* TASK LIST
[1] From the report on protecting minors, print word for word the part that opens with the words containing "Vatican City, Oct" and closes with "from past mistakes.".
[2] Render into Spanish this sentence from the report on protecting minors: "Extremely grave facts have come to light, for which we have to accept our responsibility before God, before the victims and before public opinion."
[3] Answer these questions using the report on protecting minors:
(a) To whom did Pope Francis speak?
(b) On what date did he speak?
(c) Before whom, according to the Pope, must responsibility be accepted?

* PASSAGE TO READ
● ● ●
Vatican City, Oct 6, 2017 / 04:41 am (CNA/EWTN News).- On Friday, Pope Francis told a group of religious and secular experts from around the world that protecting minors against increasing online threats is a serious new concern, and one in which the Church can be a leading voice given the experience gleaned from past mistakes.
“As all of us know, in recent years the Church has come to acknowledge her own failures in providing for the protection of children,” the Pope said Oct. 6. “Extremely grave facts have come to light, for which we have to accept our responsibility before God, before the victims and before public opinion.”
Because of this, “as a result of these painful experiences and the skills gained in the process of conversion and purification, the Church today feels especially bound to work strenuously and with foresight for the protection of minors and their dignity, not only within her own ranks, but in society as a whole and throughout the world.”
● ● ●
* Items from a dataset
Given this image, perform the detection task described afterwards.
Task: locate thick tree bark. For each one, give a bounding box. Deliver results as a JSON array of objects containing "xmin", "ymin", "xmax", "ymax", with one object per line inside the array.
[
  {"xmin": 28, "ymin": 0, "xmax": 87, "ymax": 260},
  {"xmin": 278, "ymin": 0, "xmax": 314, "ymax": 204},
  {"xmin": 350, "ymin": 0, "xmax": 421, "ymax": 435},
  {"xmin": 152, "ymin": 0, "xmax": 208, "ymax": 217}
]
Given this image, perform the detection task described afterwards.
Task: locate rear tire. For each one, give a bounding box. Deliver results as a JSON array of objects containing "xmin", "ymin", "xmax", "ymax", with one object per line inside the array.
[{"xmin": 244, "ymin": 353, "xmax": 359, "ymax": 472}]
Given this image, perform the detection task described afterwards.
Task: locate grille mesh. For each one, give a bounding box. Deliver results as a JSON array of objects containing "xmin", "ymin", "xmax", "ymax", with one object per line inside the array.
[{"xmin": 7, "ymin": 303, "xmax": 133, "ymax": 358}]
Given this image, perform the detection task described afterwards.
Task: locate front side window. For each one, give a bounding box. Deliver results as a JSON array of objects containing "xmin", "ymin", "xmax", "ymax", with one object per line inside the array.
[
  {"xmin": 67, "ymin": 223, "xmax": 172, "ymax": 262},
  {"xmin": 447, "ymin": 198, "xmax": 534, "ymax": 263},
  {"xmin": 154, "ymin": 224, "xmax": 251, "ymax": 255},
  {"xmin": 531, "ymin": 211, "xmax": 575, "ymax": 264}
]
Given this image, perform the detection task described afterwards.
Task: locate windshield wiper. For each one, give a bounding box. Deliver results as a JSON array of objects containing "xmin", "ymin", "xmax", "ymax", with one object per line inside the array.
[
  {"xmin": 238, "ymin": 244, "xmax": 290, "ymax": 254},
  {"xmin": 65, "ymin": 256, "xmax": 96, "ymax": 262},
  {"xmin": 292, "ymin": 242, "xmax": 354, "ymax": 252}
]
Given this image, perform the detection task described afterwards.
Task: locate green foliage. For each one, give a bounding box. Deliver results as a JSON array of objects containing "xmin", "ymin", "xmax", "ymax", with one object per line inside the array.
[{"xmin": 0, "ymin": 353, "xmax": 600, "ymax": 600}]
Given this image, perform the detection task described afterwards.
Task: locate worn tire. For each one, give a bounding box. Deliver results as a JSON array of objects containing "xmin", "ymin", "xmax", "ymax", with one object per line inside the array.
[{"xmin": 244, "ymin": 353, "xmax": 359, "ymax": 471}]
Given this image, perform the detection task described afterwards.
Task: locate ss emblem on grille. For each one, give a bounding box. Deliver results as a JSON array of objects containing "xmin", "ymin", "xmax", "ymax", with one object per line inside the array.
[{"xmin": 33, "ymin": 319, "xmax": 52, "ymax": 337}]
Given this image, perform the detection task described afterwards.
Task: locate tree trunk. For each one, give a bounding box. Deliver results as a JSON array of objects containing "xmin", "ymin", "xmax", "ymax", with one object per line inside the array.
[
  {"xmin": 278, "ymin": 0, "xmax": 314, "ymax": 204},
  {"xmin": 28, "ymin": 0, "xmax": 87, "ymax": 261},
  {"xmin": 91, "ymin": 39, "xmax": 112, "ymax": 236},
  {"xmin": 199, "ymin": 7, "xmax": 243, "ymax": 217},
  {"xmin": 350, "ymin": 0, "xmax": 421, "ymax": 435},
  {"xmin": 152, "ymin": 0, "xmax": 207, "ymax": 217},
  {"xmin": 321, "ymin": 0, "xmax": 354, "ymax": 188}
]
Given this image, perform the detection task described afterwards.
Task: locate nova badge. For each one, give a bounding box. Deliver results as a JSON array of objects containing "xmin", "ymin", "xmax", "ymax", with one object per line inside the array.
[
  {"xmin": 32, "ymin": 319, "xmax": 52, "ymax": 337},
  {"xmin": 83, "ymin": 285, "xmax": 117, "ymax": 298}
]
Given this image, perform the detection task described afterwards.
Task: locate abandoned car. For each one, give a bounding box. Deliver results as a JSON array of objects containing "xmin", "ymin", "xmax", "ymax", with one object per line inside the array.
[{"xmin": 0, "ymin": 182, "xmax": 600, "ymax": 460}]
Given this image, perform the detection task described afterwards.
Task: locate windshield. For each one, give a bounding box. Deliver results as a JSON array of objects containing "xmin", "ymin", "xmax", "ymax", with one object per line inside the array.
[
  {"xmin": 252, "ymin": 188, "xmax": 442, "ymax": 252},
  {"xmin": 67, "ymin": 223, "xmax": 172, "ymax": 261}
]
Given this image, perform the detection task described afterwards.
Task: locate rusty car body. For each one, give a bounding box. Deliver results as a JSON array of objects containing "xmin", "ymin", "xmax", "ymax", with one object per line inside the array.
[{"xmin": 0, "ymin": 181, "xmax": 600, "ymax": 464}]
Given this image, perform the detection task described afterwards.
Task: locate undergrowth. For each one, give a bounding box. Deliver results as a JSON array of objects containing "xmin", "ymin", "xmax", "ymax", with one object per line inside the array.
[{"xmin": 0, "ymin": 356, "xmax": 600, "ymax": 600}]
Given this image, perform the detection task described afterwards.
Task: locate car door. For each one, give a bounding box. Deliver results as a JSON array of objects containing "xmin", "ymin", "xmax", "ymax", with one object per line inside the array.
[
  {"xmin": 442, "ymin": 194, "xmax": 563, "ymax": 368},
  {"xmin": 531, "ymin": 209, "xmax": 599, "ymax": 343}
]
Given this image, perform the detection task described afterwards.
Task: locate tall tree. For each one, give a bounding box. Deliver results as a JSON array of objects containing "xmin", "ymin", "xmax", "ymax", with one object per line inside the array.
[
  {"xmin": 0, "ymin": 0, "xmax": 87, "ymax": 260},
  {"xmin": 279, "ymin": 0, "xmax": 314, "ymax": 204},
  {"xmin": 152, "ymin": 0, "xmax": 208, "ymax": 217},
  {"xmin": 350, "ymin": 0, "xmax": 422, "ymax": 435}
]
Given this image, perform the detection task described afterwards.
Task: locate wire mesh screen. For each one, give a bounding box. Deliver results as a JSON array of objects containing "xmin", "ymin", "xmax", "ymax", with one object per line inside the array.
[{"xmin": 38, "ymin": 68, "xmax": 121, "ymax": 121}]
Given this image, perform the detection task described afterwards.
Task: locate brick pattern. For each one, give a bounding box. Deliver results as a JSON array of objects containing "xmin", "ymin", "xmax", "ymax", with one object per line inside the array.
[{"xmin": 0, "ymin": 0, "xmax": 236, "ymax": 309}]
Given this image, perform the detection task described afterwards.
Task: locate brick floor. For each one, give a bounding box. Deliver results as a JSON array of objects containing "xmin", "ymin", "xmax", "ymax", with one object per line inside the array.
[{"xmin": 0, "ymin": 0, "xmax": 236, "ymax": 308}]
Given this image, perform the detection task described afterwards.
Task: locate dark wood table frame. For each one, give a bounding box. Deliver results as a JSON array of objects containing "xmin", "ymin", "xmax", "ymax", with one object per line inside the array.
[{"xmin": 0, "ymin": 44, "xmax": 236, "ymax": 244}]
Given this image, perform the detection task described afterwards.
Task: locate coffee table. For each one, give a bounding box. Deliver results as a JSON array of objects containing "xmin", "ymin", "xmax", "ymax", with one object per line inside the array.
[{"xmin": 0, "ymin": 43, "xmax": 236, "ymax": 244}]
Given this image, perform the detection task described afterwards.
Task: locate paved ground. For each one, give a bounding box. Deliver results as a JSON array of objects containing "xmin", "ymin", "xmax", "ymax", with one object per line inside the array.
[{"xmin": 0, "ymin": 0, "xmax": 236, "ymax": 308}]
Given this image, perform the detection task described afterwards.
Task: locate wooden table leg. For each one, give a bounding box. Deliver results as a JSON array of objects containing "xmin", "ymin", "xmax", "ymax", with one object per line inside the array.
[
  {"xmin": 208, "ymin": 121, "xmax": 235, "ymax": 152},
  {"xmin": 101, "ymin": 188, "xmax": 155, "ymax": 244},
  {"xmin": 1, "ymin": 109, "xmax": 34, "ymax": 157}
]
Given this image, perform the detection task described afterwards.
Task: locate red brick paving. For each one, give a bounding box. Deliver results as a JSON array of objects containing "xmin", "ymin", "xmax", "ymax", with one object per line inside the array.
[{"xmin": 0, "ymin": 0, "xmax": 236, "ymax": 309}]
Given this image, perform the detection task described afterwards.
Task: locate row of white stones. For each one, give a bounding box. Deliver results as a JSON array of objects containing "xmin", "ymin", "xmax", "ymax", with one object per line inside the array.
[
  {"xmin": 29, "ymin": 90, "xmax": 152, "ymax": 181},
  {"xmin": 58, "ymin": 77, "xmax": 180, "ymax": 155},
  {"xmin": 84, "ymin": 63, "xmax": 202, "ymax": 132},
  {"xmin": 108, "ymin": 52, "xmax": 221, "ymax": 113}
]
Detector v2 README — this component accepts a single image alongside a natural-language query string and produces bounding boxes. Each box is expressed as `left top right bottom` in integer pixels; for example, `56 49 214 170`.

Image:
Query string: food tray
● ● ●
* TASK-BY-TASK ANSWERS
[1]
Vatican City, Oct 6, 2017 / 04:41 am (CNA/EWTN News).- On Friday, Pope Francis told a group of religious and secular experts from around the world that protecting minors against increasing online threats is a serious new concern, and one in which the Church can be a leading voice given the experience gleaned from past mistakes.

[2] Han salido a la luz hechos gravísimos, de los cuales debemos asumir nuestra responsabilidad ante Dios, ante las víctimas y ante la opinión pública.

[3]
(a) A group of religious and secular experts from around the world.
(b) October 6, 2017.
(c) Before God, before the victims and before public opinion.